** Opening TEXT SEGMENT block **
So what do you think? Aid or Trade? Tell me in the comments or message me on Twitter @RGTyler. I’m always interested to hear other opinions.

9 comments on “RGTyler: Trade not Aid!

  1. Anthem
    August 14, 2013 at 3:15 pm #

    Those figures you quote there are quite astonishing. The UK gives roughly half the foreign aid of the USA despite having a GDP of roughly seven times less.

    That we also seem to be giving the second largest amount in the world despite us only having the 22nd largest economy in the world is also a bit strange.

    I obviously wish that we wouldn’t send foreign aid of any amount but it seems clear that we could reduce what we are currently sending quite substantially with plenty of justification.

    • right_writes
      August 15, 2013 at 8:47 am #

      We’ve also got the most expensive AGW “prevention” law… aka Mr. Ed’s “Climate Change Act”… £20billion per annum for the next 40 years.

      It’s astonishing what you can’t achieve with other people’s money.

  2. Rocco
    August 14, 2013 at 3:19 pm #

    In case anyone has missed it, Bono has some fascinating things to say on this subject these days. Google “Bono capitalism works”.

    • Anthem
      August 14, 2013 at 6:50 pm #

      I know this is bad form but I wrote a bit about that on my own blog today. Sorry for shameless plug.

  3. andrewporter
    August 14, 2013 at 4:09 pm #

    On a cursory glance I thought the title was ‘Trade not Aldi’.
    @Rocco – Bono has too much too say!
    Surely the point about trade is that it is so difficult in these regions. I have experience in being involved with a subsidiary in Nigeria. To be allowed to trade we had to partner up with a ‘chief’ who had to have 51%. Contributing absolutely nothing to the enterprise apart from the fact we could then trade he basically squeezed the company for every penny [niara] he could extort.
** Closing TEXT SEGMENT block **
Reproduce the trade-versus-aid excerpt above verbatim, in full.
** Opening DATA EXTRACTS block **
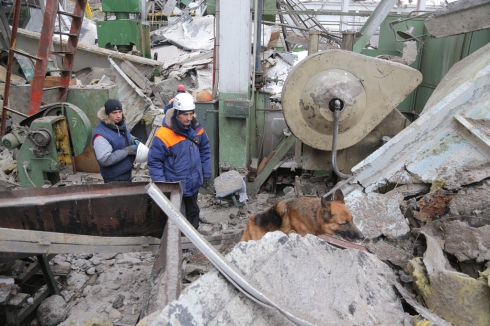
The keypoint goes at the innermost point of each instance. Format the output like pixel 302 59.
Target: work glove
pixel 132 149
pixel 206 183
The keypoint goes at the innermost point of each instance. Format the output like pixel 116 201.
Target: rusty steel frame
pixel 166 275
pixel 113 209
pixel 43 52
pixel 13 39
pixel 71 48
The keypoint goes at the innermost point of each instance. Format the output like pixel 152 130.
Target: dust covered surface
pixel 303 275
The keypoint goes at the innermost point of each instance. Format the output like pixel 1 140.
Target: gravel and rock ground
pixel 108 289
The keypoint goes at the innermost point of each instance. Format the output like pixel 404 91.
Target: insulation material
pixel 454 296
pixel 303 275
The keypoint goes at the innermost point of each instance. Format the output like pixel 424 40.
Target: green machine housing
pixel 119 30
pixel 48 142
** Closing DATA EXTRACTS block **
**YOUR SOLUTION**:
So what do you think? Aid or Trade? Tell me in the comments or message me on Twitter @RGTyler. I’m always interested to hear other opinions.

9 comments on “RGTyler: Trade not Aid!

  1. Anthem
    August 14, 2013 at 3:15 pm #

    Those figures you quote there are quite astonishing. The UK gives roughly half the foreign aid of the USA despite having a GDP of roughly seven times less.

    That we also seem to be giving the second largest amount in the world despite us only having the 22nd largest economy in the world is also a bit strange.

    I obviously wish that we wouldn’t send foreign aid of any amount but it seems clear that we could reduce what we are currently sending quite substantially with plenty of justification.

    • right_writes
      August 15, 2013 at 8:47 am #

      We’ve also got the most expensive AGW “prevention” law… aka Mr. Ed’s “Climate Change Act”… £20billion per annum for the next 40 years.

      It’s astonishing what you can’t achieve with other people’s money.

  2. Rocco
    August 14, 2013 at 3:19 pm #

    In case anyone has missed it, Bono has some fascinating things to say on this subject these days. Google “Bono capitalism works”.

    • Anthem
      August 14, 2013 at 6:50 pm #

      I know this is bad form but I wrote a bit about that on my own blog today. Sorry for shameless plug.

  3. andrewporter
    August 14, 2013 at 4:09 pm #

    On a cursory glance I thought the title was ‘Trade not Aldi’.
    @Rocco – Bono has too much too say!
    Surely the point about trade is that it is so difficult in these regions. I have experience in being involved with a subsidiary in Nigeria. To be allowed to trade we had to partner up with a ‘chief’ who had to have 51%. Contributing absolutely nothing to the enterprise apart from the fact we could then trade he basically squeezed the company for every penny [niara] he could extort.